§ What you need to do
Copy out the listing from the line containing "written like [543,134]." through the end, switching "cloud bank" to "fog bank" and leaving everything else unchanged.

§ Records for the exercise

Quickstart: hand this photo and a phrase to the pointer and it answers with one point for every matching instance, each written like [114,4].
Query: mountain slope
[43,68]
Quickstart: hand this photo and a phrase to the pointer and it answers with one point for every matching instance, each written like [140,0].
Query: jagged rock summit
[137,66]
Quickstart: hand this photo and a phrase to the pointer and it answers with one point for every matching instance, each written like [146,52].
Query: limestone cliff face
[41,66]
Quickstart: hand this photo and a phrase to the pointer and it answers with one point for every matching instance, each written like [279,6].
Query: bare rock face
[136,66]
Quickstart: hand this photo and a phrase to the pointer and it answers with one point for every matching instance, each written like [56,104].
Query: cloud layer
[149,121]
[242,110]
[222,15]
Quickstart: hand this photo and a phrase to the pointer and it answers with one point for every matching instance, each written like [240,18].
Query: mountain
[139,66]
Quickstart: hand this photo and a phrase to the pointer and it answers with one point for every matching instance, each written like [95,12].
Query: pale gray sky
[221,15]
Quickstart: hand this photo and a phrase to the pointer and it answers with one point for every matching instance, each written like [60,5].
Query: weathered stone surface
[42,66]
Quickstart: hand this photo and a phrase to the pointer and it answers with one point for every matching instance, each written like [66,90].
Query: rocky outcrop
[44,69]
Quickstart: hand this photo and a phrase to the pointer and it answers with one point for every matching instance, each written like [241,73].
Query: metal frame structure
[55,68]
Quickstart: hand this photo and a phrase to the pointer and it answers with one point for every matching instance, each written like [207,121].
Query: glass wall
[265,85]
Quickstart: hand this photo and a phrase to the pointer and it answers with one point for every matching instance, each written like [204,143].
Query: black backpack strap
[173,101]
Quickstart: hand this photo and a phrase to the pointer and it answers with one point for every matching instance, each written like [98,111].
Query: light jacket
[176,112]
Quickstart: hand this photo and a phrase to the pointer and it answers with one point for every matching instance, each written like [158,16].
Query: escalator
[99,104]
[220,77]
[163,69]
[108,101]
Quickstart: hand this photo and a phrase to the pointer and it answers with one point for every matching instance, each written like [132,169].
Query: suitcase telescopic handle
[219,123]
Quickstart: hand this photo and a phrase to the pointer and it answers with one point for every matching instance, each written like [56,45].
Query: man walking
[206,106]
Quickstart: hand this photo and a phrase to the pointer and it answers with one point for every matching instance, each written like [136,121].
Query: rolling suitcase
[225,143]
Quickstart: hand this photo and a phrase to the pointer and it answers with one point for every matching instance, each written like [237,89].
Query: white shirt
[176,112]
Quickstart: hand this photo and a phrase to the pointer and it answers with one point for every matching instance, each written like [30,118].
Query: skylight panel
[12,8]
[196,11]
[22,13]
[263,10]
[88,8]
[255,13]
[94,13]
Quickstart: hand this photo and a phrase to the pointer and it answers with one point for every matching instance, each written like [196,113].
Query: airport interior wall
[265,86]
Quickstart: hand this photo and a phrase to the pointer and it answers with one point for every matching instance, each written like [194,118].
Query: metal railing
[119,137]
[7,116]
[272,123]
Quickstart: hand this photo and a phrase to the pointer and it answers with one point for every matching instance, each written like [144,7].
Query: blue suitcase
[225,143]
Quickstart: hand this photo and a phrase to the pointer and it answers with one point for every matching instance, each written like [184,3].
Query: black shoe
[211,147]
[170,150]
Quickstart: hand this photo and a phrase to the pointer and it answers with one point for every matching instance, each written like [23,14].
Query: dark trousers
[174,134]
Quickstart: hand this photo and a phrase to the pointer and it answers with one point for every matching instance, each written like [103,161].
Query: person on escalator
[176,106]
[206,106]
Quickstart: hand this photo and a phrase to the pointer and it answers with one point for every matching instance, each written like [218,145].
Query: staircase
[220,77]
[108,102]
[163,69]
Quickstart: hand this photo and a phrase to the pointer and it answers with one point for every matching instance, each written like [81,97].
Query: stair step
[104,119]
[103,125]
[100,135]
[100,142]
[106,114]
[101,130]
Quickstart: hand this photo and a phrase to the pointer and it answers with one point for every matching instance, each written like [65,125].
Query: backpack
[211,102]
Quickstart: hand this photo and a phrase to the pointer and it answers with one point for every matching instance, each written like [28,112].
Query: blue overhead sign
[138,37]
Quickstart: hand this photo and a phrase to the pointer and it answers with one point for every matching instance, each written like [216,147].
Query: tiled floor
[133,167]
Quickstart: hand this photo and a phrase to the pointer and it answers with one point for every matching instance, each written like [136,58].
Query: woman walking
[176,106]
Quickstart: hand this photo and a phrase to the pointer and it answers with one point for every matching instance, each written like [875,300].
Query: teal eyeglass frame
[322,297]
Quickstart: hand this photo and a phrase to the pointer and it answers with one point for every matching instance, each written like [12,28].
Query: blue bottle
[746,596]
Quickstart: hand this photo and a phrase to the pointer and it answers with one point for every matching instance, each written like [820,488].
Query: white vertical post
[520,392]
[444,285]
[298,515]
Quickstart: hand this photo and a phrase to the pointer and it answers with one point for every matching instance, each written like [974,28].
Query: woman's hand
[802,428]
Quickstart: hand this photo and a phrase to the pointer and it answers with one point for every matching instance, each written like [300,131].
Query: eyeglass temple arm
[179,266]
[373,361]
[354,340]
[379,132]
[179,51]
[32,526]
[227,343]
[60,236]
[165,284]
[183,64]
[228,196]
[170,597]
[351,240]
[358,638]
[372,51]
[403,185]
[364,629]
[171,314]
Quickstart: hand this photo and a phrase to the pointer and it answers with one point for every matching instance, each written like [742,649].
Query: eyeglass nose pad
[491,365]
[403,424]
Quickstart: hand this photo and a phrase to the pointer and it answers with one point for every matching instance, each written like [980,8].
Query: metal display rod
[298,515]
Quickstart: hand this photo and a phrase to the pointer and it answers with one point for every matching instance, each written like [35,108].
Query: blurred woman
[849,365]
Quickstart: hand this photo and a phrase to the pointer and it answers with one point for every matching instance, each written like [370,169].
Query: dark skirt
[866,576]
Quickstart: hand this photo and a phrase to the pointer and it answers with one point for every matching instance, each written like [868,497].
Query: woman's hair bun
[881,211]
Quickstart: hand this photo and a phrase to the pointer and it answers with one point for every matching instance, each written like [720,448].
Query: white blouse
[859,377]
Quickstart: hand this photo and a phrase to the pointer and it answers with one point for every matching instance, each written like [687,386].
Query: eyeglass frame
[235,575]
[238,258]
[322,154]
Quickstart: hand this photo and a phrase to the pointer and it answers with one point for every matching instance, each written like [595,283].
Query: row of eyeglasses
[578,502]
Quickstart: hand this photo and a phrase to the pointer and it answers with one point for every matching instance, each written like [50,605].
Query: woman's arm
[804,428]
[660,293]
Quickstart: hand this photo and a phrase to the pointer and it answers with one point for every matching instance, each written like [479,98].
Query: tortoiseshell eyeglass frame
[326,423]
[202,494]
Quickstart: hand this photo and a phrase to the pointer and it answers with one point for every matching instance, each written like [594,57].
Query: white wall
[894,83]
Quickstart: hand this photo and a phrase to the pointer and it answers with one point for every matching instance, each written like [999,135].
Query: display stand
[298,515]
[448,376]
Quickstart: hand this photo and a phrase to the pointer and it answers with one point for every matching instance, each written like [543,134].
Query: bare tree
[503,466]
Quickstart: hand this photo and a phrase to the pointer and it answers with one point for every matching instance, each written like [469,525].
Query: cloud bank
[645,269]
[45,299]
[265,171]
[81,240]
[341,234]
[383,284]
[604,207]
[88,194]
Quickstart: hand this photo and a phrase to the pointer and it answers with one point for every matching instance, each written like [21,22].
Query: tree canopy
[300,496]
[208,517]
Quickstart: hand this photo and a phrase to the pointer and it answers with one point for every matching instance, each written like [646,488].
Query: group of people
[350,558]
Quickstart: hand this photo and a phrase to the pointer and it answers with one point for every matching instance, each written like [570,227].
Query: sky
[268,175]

§ Solution for this exercise
Quickstart: hand this photo and a phrase to the pointer and it answers with one point for every matching instance, each written like [543,134].
Query: bare tree
[503,466]
Quickstart: hand this photo and a phrase to the pointer and it answers with one point for every matching instance, each written like [469,525].
Query: fog bank
[645,269]
[45,299]
[265,171]
[81,240]
[341,234]
[383,284]
[604,207]
[88,194]
Quickstart: hand this photo and a phrase to the pointer and it answers with one point for every matching instance, each written like [21,22].
Query: tree canopy
[300,496]
[208,517]
Quickstart: hand this photo and a phrase to the pointer and it answers with one point for every matching instance, each written like [646,488].
Query: group of people
[350,558]
Quickstart: hand this photo and a phrase to the pointer and it answers with one point for every matching instance, each written like [570,227].
Query: sky
[268,175]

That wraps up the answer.